Record set:

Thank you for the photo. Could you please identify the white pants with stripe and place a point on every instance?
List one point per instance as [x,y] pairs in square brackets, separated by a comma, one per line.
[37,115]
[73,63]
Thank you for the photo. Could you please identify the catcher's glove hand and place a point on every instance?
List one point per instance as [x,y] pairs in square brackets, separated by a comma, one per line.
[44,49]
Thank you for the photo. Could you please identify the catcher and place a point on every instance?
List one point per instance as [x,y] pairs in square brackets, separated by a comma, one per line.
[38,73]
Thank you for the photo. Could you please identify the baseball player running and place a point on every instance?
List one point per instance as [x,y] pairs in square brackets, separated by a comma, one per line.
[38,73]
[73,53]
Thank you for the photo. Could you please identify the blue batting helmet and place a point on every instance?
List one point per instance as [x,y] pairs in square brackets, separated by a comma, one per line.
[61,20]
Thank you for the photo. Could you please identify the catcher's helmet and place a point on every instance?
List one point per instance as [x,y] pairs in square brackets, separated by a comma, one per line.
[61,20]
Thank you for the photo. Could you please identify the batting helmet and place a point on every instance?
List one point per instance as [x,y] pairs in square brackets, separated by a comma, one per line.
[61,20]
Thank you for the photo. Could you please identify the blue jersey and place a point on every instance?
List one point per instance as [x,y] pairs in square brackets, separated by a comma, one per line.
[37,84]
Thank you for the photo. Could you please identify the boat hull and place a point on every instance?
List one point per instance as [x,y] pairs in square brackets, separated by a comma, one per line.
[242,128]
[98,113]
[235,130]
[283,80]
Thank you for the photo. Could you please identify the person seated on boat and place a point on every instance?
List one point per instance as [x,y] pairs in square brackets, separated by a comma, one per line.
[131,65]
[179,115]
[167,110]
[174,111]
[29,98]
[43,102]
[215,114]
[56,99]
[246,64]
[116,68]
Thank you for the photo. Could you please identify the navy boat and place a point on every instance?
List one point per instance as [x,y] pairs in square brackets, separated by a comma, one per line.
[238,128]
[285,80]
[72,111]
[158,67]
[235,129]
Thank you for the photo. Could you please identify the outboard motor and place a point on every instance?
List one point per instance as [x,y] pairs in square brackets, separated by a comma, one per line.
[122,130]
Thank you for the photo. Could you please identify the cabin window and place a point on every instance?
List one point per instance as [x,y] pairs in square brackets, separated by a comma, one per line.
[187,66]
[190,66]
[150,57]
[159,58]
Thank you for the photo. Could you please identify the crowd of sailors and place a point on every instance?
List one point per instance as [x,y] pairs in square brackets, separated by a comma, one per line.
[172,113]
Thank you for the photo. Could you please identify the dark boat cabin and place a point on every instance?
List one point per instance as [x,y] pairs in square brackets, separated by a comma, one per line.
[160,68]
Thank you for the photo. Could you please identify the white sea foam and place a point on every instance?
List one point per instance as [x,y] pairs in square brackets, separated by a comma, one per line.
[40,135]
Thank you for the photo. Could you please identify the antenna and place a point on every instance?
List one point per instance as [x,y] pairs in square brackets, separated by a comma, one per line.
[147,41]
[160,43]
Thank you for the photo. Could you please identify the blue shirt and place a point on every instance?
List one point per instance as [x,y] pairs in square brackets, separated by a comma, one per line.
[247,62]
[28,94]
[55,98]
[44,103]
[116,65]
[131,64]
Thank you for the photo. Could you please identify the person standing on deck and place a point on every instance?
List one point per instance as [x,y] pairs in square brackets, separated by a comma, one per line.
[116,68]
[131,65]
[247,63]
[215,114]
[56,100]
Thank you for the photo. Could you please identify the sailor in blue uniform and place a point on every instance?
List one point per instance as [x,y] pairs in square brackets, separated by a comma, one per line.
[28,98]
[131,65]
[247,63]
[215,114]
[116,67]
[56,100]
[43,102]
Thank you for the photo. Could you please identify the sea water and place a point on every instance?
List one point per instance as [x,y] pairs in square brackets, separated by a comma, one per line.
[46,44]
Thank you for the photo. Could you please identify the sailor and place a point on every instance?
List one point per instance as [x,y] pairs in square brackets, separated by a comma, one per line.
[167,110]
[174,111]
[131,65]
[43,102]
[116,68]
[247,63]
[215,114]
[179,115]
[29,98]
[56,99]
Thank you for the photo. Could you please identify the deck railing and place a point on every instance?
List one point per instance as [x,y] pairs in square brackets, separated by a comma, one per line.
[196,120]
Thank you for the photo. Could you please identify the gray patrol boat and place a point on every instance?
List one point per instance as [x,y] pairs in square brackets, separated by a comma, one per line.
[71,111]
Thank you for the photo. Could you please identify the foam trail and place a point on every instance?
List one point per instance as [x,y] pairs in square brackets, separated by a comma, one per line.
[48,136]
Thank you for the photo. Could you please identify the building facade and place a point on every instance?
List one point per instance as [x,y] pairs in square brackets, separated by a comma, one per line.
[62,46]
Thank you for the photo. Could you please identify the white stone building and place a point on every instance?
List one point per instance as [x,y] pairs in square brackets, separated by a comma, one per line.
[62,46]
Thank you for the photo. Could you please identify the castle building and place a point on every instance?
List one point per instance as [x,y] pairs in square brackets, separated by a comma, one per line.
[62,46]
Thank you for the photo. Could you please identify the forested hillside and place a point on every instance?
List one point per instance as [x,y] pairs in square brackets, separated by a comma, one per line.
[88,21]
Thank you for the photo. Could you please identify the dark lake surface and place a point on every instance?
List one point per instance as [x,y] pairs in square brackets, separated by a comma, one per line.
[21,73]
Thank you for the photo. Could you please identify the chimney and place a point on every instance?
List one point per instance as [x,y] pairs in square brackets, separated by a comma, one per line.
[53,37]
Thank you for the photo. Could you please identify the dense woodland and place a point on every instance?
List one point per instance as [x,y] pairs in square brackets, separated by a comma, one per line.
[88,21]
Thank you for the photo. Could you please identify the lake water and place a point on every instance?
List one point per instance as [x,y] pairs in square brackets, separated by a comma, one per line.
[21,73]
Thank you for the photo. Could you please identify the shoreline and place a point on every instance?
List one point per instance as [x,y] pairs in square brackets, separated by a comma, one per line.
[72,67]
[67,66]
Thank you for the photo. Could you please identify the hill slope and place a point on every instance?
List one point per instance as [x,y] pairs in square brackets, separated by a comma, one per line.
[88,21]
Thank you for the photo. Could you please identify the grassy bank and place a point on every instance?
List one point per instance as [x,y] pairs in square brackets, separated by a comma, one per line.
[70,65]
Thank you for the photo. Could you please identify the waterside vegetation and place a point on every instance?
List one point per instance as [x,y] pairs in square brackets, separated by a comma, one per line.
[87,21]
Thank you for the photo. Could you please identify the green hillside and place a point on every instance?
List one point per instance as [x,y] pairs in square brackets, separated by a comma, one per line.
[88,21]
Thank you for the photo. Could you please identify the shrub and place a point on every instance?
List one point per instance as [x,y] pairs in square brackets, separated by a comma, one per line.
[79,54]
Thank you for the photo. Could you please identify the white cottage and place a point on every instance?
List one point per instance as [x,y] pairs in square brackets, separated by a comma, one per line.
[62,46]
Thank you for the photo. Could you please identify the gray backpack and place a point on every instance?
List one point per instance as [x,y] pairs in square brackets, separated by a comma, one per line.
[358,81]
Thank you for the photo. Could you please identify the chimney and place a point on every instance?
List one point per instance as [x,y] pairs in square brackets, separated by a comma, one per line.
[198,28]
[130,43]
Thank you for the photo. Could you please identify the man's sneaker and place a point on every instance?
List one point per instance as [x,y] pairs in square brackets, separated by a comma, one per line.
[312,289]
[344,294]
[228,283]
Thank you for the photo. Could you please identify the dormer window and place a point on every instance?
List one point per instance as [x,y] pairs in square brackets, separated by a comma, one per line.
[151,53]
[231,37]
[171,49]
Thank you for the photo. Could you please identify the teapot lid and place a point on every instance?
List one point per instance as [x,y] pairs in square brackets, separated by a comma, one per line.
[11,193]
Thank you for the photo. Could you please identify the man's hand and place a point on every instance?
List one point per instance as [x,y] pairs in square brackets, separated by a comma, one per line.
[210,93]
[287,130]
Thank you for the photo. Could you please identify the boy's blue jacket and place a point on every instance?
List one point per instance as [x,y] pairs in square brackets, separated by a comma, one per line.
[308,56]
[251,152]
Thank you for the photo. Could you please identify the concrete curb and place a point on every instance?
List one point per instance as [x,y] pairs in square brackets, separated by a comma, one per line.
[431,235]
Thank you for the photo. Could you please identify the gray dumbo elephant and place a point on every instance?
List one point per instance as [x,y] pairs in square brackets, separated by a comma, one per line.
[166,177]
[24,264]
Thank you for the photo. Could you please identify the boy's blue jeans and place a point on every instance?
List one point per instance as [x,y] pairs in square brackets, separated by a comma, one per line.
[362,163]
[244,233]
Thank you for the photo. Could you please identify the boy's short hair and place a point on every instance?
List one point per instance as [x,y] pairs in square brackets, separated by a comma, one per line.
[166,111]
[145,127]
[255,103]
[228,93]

Aim of the exercise:
The required output is the span of lines from the one containing "elephant and place a point on every instance?" to the last line, reproduced character for character.

Exercise result:
Thank you for the photo. Could you please identify the gray dumbo elephant and place a point on every instance?
List one point per instance as [x,y] pairs in square brackets, separated by a comma, one per line.
[166,177]
[24,264]
Thank you for the photo. Could you please identify the boy's blue jeans and place a point on every instance?
List one point per instance as [x,y] pairs in square brackets, separated by a comma, one per line.
[362,163]
[244,233]
Thank you for the photo. Could you please identify the boy's short hair and place a point on every instance?
List one point per instance as [x,y] pairs in square brackets, separated by a comma, one per line.
[166,111]
[145,127]
[255,103]
[228,93]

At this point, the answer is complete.